They are made to use all the energy they get for moving air around, so I
think it will be very little. I guess less than 10 Watt.

Marc

## Re: How much heat do cooling fans generate?

wrote:

It depends on the particular fan.  They actually draw less
avg. current than their labeled current but as an example,
an 80mm fan running at 3000 RPM might use 120mA @ 12V, ~
1.4W.   It's a bit beside the point though, that they're
moving air so no matter what their heat generation it was
for the purpose of removing heat.  There isn't any possible
computer configuration I'm aware of that could make fan heat
gneration an issue needing consideration.

## Re: How much heat do cooling fans generate?

kony wrote:

Actually, I'm having a discussion with someone who is using a computer
fan inside of an enclosed incubator simply to circulate air. I told
them these fans generate very little heat and he contends they his fan
was at 98 degrees inside an incubator that was only 90 degrees. I find
it hard to believe, the fan can generate an additional 8 degrees of
heat.

## Re: How much heat do cooling fans generate?

# Instructions
• A. Rewrite the part of the forum thread on cooling fan heat from "It depends on" up to and including "issue needing consideration.", with "80mm" changed to "120mm".
• B. In the forum thread on cooling fan heat, how much power does the example fan running at 3000 RPM use?
• C. Extend the forum thread on cooling fan heat past its final post.

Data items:
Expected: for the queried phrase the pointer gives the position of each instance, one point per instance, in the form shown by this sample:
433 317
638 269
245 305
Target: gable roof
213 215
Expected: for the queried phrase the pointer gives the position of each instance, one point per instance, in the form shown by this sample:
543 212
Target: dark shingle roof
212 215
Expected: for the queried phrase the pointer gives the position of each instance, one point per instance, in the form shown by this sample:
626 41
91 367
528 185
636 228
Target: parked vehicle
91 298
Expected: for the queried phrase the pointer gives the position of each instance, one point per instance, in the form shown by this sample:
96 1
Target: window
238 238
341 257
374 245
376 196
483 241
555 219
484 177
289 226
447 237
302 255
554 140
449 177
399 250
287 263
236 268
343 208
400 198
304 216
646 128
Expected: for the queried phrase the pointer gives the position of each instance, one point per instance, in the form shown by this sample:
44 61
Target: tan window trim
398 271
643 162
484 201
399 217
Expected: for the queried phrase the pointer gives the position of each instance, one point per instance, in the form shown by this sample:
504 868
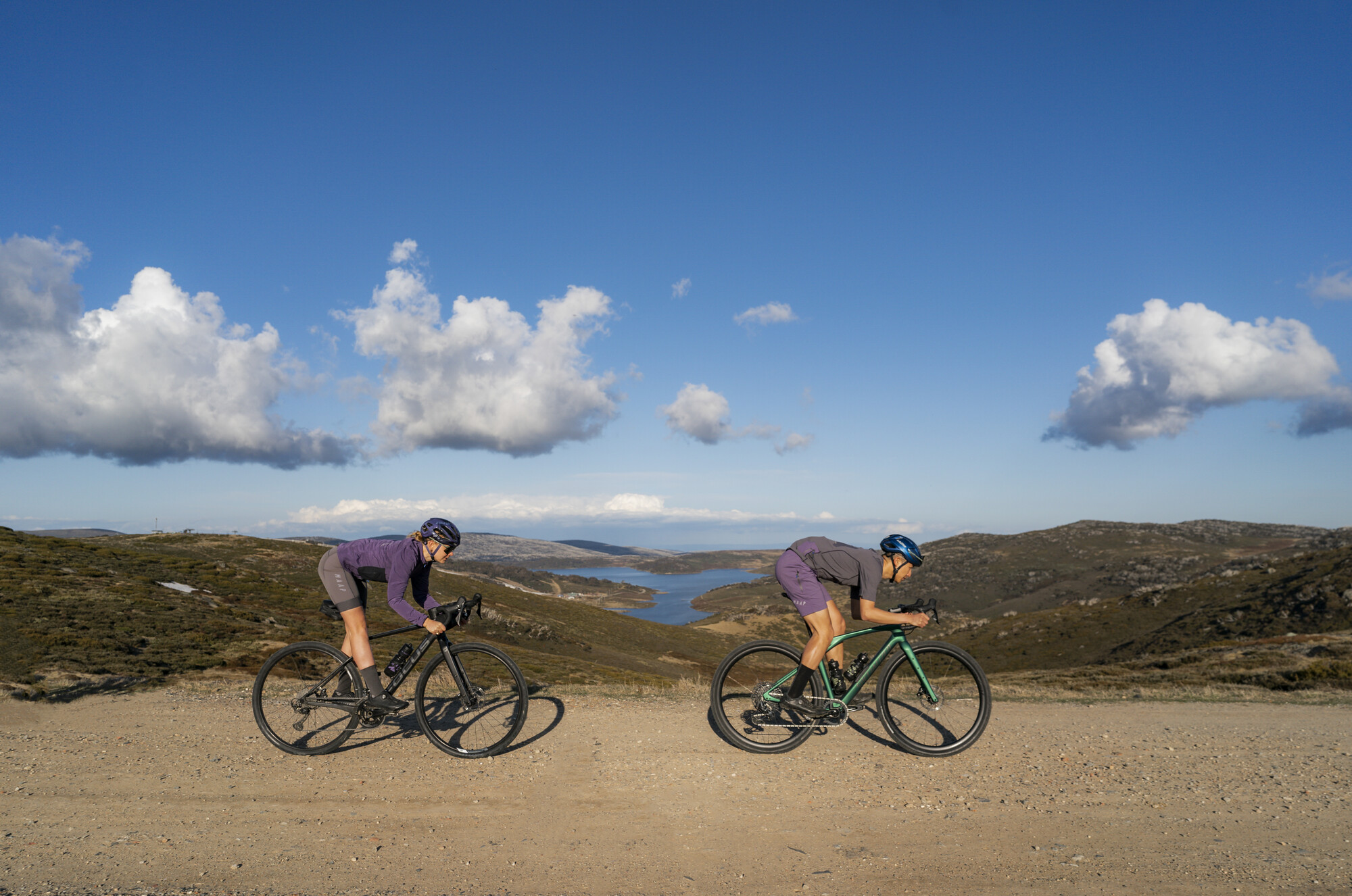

# Answers to the exercises
• A.
It depends on the particular fan.  They actually draw less
avg. current than their labeled current but as an example,
an 120mm fan running at 3000 RPM might use 120mA @ 12V, ~
1.4W.   It's a bit beside the point though, that they're
moving air so no matter what their heat generation it was
for the purpose of removing heat.  There isn't any possible
computer configuration I'm aware of that could make fan heat
gneration an issue needing consideration.

• B. About 1.4W, drawing 120mA at 12V.

• C.
"TC" wrote:

What is being measured inside the incubator is temperature,
(or heat "pressure") not heat.  If the incubator is well insulated,
it's not hard to imagine that 1 joule of heat input per second
(i.e. 1 watt) results in an 8-degree rise in temperature.  The
temperature rises until it's enough to force out through the
walls of the incubator as much heat per second as the fan inputs
per second.  The fan's value is also in circulating the air to
distribute the heat evenly over the eggs.  In that respect, the
more turbulent the air, the better is the transfer of heat to the
egg shell.

*TimDaniels*

## Re: How much heat do cooling fans generate?

On Thu, 16 Feb 2006 15:28:38 -0800, "Timothy Daniels"

More turbulent air has no benefit.  The eggs are in an
environment that only has to keep them warm while there are
INSIDE that environment.  They do not create or 'sink heat,
and there is no need whatsoever for turbulence on them.

## Re: How much heat do cooling fans generate?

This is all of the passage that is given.